# START OF Data provided

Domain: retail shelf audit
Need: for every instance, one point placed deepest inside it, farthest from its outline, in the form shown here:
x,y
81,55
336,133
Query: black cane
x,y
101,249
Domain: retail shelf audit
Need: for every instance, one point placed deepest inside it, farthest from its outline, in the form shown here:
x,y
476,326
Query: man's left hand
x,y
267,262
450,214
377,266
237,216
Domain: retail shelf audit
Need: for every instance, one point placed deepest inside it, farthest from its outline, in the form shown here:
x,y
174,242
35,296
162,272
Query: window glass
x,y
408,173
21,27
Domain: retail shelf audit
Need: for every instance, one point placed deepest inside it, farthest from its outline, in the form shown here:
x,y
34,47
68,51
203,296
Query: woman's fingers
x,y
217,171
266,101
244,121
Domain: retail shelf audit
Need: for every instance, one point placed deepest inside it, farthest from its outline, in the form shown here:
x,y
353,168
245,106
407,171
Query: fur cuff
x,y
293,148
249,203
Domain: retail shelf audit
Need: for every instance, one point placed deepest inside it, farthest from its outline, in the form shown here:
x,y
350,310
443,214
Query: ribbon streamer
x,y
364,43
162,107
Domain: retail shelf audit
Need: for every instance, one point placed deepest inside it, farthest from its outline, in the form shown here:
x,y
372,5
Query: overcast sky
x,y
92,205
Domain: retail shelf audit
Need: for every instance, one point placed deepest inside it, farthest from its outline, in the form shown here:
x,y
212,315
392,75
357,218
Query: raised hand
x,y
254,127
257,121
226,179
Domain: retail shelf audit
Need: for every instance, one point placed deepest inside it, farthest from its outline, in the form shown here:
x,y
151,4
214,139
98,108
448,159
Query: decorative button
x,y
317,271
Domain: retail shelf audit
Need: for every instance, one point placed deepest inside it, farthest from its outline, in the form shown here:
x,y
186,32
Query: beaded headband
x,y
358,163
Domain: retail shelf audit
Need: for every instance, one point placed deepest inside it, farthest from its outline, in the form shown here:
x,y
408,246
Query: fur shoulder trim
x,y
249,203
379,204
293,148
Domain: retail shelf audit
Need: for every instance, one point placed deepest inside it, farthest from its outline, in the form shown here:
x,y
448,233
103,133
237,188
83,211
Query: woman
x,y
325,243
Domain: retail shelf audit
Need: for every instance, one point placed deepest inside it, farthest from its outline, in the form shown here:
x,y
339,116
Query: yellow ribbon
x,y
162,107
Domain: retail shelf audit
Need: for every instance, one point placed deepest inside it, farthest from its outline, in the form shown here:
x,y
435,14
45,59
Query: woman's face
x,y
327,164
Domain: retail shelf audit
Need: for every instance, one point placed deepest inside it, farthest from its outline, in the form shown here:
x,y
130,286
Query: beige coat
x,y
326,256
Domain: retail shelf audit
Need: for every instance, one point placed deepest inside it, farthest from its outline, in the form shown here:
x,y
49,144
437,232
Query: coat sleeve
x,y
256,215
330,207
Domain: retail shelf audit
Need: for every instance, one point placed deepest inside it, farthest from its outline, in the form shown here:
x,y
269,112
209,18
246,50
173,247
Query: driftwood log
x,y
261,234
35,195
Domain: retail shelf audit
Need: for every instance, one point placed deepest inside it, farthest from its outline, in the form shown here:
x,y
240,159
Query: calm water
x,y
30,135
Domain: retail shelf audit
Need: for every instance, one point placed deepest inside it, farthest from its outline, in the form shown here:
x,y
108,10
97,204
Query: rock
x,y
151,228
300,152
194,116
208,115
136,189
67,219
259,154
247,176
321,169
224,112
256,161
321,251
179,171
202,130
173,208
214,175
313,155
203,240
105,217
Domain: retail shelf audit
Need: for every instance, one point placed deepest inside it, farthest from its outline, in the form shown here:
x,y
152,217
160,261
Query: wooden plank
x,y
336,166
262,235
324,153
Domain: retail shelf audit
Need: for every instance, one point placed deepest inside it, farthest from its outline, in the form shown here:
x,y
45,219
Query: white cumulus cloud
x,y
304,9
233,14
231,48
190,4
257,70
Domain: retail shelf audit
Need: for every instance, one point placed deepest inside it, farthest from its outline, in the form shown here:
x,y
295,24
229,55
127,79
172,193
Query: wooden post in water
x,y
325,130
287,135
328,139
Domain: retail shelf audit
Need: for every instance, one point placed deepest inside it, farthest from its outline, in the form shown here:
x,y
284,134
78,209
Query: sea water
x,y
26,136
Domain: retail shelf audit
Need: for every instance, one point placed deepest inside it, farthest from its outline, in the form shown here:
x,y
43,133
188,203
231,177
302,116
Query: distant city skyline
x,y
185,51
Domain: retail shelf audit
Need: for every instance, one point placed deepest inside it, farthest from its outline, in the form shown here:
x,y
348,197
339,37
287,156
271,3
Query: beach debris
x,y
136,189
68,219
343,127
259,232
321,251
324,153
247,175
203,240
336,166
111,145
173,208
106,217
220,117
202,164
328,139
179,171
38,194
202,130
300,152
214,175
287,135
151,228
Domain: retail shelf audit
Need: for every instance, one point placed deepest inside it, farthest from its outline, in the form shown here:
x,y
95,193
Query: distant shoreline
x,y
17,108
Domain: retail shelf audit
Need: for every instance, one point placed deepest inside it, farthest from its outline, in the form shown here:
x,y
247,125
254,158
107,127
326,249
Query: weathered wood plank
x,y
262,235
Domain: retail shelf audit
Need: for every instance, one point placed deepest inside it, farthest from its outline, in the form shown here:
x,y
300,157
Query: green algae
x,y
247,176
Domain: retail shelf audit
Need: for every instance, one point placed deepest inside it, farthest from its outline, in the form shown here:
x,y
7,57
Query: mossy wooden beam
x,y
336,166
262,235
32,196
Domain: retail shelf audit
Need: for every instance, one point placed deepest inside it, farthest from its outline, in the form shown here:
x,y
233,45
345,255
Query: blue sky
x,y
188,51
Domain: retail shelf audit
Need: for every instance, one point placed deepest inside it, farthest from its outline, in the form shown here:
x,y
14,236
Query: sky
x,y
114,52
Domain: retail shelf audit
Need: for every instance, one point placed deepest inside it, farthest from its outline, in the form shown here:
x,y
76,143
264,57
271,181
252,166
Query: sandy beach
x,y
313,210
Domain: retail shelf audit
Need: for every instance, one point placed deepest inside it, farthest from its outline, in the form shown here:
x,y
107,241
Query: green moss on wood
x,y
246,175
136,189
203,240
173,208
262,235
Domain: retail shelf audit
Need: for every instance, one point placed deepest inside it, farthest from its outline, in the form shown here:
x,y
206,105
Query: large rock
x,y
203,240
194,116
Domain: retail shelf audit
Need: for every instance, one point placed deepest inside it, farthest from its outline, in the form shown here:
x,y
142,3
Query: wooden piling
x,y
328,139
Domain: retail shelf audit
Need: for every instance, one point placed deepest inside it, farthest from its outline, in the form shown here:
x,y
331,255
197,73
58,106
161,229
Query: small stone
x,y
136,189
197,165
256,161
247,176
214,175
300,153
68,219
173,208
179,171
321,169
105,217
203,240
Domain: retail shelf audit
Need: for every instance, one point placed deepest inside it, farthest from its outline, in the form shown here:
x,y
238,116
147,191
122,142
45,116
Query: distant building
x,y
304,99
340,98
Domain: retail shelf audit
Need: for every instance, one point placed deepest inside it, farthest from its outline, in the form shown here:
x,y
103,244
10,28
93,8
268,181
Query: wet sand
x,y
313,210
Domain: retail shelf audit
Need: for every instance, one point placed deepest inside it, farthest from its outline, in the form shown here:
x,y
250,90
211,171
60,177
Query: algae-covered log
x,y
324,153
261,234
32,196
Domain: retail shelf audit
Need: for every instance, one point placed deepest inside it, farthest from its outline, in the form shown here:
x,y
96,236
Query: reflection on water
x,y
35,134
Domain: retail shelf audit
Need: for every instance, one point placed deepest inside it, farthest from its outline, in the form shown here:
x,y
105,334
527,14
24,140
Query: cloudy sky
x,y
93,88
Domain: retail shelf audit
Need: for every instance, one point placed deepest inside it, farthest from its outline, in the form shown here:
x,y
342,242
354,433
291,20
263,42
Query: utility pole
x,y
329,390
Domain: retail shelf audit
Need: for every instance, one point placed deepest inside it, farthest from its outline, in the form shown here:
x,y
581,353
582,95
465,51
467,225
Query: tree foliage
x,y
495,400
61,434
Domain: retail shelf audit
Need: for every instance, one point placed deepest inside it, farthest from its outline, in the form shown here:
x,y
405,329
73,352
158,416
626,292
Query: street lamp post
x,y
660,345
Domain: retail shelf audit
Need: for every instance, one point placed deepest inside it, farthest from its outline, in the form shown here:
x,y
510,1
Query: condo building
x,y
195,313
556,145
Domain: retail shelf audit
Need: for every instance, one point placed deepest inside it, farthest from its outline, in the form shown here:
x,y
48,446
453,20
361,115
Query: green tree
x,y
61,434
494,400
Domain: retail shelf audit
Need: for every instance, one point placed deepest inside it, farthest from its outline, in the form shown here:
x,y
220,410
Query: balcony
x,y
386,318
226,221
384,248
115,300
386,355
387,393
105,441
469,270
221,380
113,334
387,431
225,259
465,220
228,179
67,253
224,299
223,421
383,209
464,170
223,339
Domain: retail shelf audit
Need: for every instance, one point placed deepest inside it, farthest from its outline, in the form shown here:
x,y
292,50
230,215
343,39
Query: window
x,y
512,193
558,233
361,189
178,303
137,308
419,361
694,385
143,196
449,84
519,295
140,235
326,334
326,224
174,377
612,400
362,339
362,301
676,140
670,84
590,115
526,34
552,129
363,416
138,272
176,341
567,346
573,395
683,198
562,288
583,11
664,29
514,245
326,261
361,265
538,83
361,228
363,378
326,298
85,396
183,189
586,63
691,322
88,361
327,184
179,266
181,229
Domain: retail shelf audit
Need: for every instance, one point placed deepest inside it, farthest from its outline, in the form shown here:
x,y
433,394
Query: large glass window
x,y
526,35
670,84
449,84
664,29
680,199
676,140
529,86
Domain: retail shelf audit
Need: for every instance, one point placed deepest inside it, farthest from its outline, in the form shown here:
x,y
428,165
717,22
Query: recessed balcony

# END OF Data provided

Show each line of the data above that contains the string "large". Only matches with the same capitalization count.

Query: large rock
Query: large glass window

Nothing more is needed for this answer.